[Dataset entries]
----

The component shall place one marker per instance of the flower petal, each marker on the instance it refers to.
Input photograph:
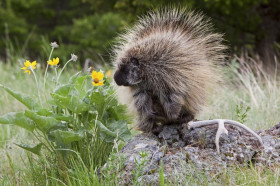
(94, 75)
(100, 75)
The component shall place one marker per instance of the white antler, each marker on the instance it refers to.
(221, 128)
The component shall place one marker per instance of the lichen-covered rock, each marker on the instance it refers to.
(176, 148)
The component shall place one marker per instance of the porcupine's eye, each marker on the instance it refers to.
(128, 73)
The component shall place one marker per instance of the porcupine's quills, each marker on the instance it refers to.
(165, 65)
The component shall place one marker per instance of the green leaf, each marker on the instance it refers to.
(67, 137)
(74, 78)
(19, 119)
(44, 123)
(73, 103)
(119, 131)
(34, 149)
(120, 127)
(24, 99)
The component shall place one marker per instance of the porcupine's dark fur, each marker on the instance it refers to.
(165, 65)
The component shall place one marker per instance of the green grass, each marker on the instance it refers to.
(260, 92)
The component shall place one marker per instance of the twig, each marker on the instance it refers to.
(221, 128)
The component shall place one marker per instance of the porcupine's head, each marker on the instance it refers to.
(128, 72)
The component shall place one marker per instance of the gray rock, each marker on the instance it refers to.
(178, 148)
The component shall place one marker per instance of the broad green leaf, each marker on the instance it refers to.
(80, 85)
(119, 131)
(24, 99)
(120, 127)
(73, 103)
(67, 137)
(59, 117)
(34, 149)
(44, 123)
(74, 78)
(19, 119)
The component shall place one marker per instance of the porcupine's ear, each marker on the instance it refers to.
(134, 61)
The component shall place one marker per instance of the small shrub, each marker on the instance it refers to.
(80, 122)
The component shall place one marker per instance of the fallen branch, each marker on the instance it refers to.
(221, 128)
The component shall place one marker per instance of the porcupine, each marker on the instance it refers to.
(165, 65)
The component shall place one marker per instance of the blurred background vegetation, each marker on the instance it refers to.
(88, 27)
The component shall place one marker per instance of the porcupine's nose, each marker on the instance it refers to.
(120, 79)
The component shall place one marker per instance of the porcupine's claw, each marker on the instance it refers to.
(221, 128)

----

__ABOUT THIS TASK__
Without including any pictures, output all the entries above exactly.

__WRITTEN ANSWER__
The component shall place one marker per instance of the flower petal, each marker on the instance it refers to.
Input photograph:
(94, 75)
(100, 75)
The component shall place one marker per instance of the white antler, each marker on the instance it refers to.
(221, 128)
The component shall place one marker per instance of the lichen-covered rock, each marker on the instance it refers to.
(176, 148)
The component shall place one marker per instance of the porcupine's eye, each marker on the instance it refers to.
(128, 73)
The component shall place one marker per instance of the porcupine's quills, each marker on the instance it refers to.
(165, 65)
The component shall place one marker per instance of the green leaf, each marker on the instance it refers to.
(67, 137)
(74, 78)
(19, 119)
(44, 123)
(73, 103)
(119, 131)
(34, 149)
(120, 127)
(24, 99)
The component shall place one marker per instance of the porcupine's dark fur, each marker on the instance it refers to.
(165, 65)
The component shall place one marker per instance of the green grass, each marker on the instance it refers to.
(260, 92)
The component shall place one marker per instance of the twig, each marker on the instance it refers to.
(221, 128)
The component shall place one marker per instance of the porcupine's head, each marker on the instance it refers to.
(128, 72)
The component shall place one marker per instance of the gray rock, each marker on the instance it refers to.
(178, 148)
The component shall place one marker per instance of the broad green leaf, each marker on the instance it refers to.
(80, 85)
(119, 131)
(24, 99)
(120, 127)
(73, 103)
(67, 137)
(59, 117)
(34, 149)
(44, 123)
(74, 78)
(19, 119)
The component shall place one marker per instance of the porcupine's ear, each marker on the instance it refers to.
(134, 61)
The component shall place one marker per instance of the small shrub, each marker on the instance it refers to.
(80, 122)
The component shall place one marker per instance of the fallen branch, each marker on the instance it refers to.
(221, 128)
The component shall place one marker per instance of the porcupine, each marker on the instance it refers to.
(165, 65)
The component shall place one marker per instance of the blurred background vegetation, each marker on the instance it refers to.
(88, 27)
The component shall place one marker per instance of the porcupine's nose, each marker on the instance it refers to.
(120, 79)
The component shall place one marker per instance of the porcupine's claw, each marker on the instance it refers to.
(221, 128)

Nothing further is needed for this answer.